Problem details:
Write out the data as a numbered list, starting at the line containing "task: mark the region of the floral area rug" and ending with the line containing "[[[308,197],[102,226],[79,302],[430,302],[430,228]]]". Include both of those lines and skip any blank lines.

Extracted records:
○ ○ ○ ○ ○ ○ ○

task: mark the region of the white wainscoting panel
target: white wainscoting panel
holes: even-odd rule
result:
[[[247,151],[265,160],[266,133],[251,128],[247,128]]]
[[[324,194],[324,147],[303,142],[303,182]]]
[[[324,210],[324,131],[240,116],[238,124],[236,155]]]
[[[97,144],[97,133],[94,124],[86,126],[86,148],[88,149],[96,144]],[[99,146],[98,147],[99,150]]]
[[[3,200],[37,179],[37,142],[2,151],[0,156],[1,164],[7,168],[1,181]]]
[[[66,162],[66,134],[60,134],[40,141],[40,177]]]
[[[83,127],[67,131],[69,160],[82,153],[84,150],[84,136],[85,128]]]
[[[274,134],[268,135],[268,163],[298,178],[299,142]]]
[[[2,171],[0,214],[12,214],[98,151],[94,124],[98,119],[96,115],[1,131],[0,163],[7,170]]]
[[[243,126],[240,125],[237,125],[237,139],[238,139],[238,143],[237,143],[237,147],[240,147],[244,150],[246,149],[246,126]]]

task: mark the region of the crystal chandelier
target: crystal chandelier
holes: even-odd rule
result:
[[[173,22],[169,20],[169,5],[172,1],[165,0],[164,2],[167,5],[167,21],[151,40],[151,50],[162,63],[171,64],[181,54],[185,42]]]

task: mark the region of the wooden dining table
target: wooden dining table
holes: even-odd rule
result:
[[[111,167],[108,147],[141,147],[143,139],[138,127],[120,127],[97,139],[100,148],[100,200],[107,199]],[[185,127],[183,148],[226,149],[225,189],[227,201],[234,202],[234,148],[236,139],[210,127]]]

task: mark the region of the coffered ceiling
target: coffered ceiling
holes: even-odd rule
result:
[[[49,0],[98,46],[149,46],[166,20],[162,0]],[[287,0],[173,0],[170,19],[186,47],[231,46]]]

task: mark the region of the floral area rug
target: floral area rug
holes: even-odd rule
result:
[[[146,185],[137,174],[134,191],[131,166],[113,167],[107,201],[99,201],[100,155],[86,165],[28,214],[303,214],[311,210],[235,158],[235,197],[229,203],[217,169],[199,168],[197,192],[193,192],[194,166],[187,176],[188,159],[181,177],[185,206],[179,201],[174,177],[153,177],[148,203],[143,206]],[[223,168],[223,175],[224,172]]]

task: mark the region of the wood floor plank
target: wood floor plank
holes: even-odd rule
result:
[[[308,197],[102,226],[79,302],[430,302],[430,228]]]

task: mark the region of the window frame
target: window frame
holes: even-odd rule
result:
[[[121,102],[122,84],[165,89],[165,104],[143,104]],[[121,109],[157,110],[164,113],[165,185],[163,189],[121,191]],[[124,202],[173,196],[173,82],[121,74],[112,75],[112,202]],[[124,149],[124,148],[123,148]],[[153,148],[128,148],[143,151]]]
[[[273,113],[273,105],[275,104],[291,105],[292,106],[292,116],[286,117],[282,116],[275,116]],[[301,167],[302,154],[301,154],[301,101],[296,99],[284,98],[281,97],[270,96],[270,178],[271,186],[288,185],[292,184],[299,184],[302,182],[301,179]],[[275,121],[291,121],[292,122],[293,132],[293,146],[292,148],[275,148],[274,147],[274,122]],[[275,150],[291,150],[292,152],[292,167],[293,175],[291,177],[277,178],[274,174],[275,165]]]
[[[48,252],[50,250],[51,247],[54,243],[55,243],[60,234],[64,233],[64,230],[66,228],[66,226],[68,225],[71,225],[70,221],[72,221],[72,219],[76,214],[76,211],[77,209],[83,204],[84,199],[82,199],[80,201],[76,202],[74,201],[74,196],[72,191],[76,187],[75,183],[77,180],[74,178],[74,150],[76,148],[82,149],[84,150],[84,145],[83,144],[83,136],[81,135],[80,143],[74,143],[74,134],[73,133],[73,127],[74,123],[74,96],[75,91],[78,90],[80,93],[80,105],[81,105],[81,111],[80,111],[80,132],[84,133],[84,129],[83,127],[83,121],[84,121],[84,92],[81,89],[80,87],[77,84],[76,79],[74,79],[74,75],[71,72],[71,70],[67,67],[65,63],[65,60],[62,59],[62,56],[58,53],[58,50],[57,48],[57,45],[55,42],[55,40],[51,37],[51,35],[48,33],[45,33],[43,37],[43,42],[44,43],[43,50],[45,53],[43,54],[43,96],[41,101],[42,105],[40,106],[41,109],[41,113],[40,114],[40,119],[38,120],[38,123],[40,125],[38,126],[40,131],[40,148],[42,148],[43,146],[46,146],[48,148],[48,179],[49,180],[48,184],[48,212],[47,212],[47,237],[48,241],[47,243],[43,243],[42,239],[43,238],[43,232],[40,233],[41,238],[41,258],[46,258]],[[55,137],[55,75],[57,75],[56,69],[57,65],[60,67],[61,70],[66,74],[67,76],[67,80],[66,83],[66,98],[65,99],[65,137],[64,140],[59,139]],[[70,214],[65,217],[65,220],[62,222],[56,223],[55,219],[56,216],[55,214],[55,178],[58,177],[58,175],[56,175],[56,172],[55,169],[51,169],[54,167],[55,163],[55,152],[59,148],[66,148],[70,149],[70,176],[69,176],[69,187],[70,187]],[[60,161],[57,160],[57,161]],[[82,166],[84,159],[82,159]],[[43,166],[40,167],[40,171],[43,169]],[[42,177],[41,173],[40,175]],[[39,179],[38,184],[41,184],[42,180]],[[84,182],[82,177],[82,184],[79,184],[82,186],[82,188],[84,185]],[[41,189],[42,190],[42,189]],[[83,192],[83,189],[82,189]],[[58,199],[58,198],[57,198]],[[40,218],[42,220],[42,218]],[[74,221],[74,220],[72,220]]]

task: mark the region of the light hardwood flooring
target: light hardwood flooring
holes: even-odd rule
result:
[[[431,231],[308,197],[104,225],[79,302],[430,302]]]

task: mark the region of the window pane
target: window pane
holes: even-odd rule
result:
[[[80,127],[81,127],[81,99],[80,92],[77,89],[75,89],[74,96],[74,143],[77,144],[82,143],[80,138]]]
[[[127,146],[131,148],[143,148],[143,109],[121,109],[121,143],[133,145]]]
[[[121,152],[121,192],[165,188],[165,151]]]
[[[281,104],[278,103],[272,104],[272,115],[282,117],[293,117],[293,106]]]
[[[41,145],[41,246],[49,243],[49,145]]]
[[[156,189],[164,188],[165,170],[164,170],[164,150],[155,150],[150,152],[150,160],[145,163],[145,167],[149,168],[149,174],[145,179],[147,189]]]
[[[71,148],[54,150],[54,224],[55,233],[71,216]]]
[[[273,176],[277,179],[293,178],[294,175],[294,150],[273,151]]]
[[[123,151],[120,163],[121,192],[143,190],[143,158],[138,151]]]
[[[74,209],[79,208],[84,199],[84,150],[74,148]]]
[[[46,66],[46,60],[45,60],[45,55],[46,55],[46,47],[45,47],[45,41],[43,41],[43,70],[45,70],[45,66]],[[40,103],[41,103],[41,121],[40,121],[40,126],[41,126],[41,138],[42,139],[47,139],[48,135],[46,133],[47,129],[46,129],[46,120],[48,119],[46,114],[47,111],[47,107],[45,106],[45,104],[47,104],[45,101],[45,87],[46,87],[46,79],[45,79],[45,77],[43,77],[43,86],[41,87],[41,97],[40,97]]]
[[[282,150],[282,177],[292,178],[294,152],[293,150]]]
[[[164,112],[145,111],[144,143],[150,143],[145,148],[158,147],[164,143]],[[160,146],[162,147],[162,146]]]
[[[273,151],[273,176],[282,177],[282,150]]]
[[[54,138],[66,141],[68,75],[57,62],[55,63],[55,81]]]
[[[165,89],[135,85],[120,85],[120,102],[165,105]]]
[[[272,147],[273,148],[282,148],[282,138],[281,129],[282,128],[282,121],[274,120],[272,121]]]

○ ○ ○ ○ ○ ○ ○

Solution to this task:
1. task: mark the region of the floral area rug
2. target: floral area rug
3. holes: even-odd rule
4. result:
5. [[[146,185],[137,174],[134,191],[131,166],[113,167],[107,201],[99,201],[100,155],[86,165],[28,214],[303,214],[311,210],[235,158],[235,197],[229,203],[217,169],[199,168],[197,192],[193,192],[194,166],[187,176],[188,159],[181,177],[185,206],[179,201],[174,177],[153,177],[148,203],[143,206]],[[223,168],[223,175],[224,172]]]
6. task: mark the region of the wood floor plank
7. target: wood floor plank
8. holes: even-odd rule
9. result:
10. [[[308,197],[102,226],[79,302],[430,302],[430,228]]]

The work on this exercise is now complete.